(Pointing dataset records)
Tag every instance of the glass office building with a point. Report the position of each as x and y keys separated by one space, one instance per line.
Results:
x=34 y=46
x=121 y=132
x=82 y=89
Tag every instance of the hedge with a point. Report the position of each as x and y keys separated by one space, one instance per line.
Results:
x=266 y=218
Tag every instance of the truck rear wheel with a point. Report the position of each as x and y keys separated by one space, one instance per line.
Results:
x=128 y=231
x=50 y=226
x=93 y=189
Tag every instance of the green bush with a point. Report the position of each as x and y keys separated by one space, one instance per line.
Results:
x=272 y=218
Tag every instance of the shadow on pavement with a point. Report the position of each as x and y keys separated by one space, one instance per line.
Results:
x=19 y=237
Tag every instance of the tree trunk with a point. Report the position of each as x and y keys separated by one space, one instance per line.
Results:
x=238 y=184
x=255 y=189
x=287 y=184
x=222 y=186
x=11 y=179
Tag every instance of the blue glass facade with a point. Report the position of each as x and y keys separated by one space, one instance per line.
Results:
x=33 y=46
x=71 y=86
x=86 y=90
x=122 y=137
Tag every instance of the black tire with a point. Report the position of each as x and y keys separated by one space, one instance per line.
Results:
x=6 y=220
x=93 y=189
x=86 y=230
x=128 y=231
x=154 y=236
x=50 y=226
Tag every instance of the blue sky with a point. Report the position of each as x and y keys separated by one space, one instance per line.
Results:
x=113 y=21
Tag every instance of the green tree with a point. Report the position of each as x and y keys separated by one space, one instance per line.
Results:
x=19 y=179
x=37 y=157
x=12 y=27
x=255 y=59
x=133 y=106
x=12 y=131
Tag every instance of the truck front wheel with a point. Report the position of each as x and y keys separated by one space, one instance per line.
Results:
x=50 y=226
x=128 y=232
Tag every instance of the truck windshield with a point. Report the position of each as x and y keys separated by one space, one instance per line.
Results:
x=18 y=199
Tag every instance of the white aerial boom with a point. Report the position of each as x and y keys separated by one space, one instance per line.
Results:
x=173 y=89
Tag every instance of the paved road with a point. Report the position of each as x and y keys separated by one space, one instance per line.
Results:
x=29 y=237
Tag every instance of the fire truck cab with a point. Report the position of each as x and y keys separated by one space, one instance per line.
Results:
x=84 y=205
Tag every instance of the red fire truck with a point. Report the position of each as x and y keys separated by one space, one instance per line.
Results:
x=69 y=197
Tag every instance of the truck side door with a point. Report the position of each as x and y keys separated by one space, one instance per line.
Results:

# Set exercise
Exactly as written above, please repeat the entries.

# Task response
Tag every instance of the glass office building with a point. Report the position of each as x and y keys separated by one space, one instance per line.
Results:
x=34 y=46
x=121 y=132
x=82 y=89
Tag every instance of the hedge with a point. Report the position of each as x and y keys separated by one space, one instance per line.
Results:
x=266 y=218
Tag every instance of the truck rear wheel with a point. Report the position of each as x and y keys separated by one space, one instance per line.
Results:
x=128 y=231
x=50 y=226
x=93 y=189
Tag every instance of the green bush with a point. Report the position of each as x and y keys separated by one space, one instance per line.
Results:
x=272 y=218
Tag every instance of the shadow on pavement with a point. Report the position of each as x and y keys separated by one space, one instance per line.
Results:
x=19 y=237
Tag every instance of the tree trunk with a point. Report the position of each as x and y keys separated by one space, one instance per line.
Results:
x=238 y=184
x=255 y=189
x=287 y=184
x=222 y=186
x=11 y=179
Tag every instance of the blue glass facade with a point. Report the position of each as x and y keys separated by one space, one instance per line.
Results:
x=33 y=46
x=71 y=86
x=86 y=90
x=122 y=137
Tag every instance of the black tire with a point. Report the position of each as x and y keys separated by one space, one instance per line.
Results:
x=6 y=220
x=93 y=189
x=86 y=230
x=128 y=231
x=154 y=236
x=50 y=226
Tag every instance of the blue sky with a point. Report the position of each as x and y keys separated by one space, one instance per line.
Results:
x=113 y=21
Tag every instance of the green tree with a point. Report the position of each as x and y keys separated by one space, one instance per line.
Results:
x=19 y=179
x=37 y=157
x=12 y=27
x=255 y=59
x=133 y=106
x=12 y=131
Tag every instance of the truck front wheel with a point. Report the position of each as x and y keys separated by one space, one instance per line.
Results:
x=50 y=226
x=128 y=232
Tag every instance of the truck windshield with a point. Report the position of each as x and y keys separated by one space, one instance per line.
Results:
x=18 y=199
Tag every instance of the white aerial boom with a point. Report the position of each as x and y keys separated by one space, one instance per line.
Results:
x=173 y=89
Tag every instance of the paved road with a point. Report the position of each as x and y keys separated by one space, one instance per line.
Results:
x=29 y=237
Tag every instance of the fire truck cab with a point. Report the position of each as x and y keys separated by one space, one instance per line.
Results:
x=84 y=205
Tag every instance of the red fire truck with a point. Report the position of each as x and y keys separated by one space, one instance per line.
Results:
x=69 y=197
Tag every instance of the truck side door with a point. Report the position of each as x and y keys separated by one space, one instance per line.
Results:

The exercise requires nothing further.